> [Prompt A]: In the excerpt on newspaper config objects, list every Config attribute that the code sets, each with the value it is given.
> [Prompt B]: Copy out the section of the excerpt on newspaper config objects that begins with the words containing "However, config objects" and ends with "Source's children Article's.".
> [Prompt C]: Extend the excerpt on configuring newspaper with Config objects, picking up after its final sentence.

━━━━━ Excerpted text

You may also customize how newspaper extracts articles at a much deeper level
via config objects. View newspaper/configuration.py for details.

.. code-block:: pycon

    >>> import newspaper
    >>> from newspaper import Config

    >>> config = Config()
    >>> config.verbose = True
    >>> config.MAX_KEYWORDS = 10
    >>> config.MAX_AUTHORS = 2
    >>> config.browser_user_agent = 'new dude'
    >>> config.number_threads = 2
    >>> config.request_timeout = 5

    >>> espn = newspaper.build('http://espn.com', config=config)
    
    However, config objects are still under heavy development!


Config objects are highly flexible, you can pass them into
newspaper.build(..) methods, Source(..) constructors, and also
Article(..) constructors.

A Config object passed into a Source is also respectively passed
into all of that Source's children Article's.

━━━━━━━━━━
━━━━━ Data lines

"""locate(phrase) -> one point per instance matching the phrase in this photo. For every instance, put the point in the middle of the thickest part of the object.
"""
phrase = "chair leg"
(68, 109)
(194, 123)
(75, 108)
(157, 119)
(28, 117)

━━━━━━━━━━

> [Written response A]:
- verbose: True
- MAX_KEYWORDS: 10
- MAX_AUTHORS: 2
- browser_user_agent: 'new dude'
- number_threads: 2
- request_timeout: 5

> [Written response B]:
However, config objects are still under heavy development!


Config objects are highly flexible, you can pass them into
newspaper.build(..) methods, Source(..) constructors, and also
Article(..) constructors.

A Config object passed into a Source is also respectively passed
into all of that Source's children Article's.

> [Written response C]:
.. code-block:: pycon

    >>> import newspaper
    >>> from newspaper import Config, Article, Source
    >>> config = Config()

    >>> a = Article(url='http://..', config)
    >>> a.download()
    >>> a.parse()

    >>> s = Source('http://latimes.com', config)
    >>> s.build()

TADA :D

Alternatively, you may use newspaper's lower level Article api.

.. code-block:: pycon

    >>> from newspaper import Article

    >>> article = Article('http://cnn.com/2013/11/27/travel/weather-thanksgiving/index.html')
    >>> article.download()

    >>> print article.html 
    u'<!DOCTYPE HTML><html itemscope itemtype="http://...'
    
    >>> article.parse()

    >>> print article.text
    u'The purpose of this article is to introduce...'

    >>> print article.authors
    [u'Martha Stewart', u'Bob Smith']

    >>> print article.top_img
    u'http://some.cdn.com/3424hfd4565sdfgdg436/

    >>> print article.title
    u'Thanksgiving Weather Guide Travel ...'

    >>> article.nlp()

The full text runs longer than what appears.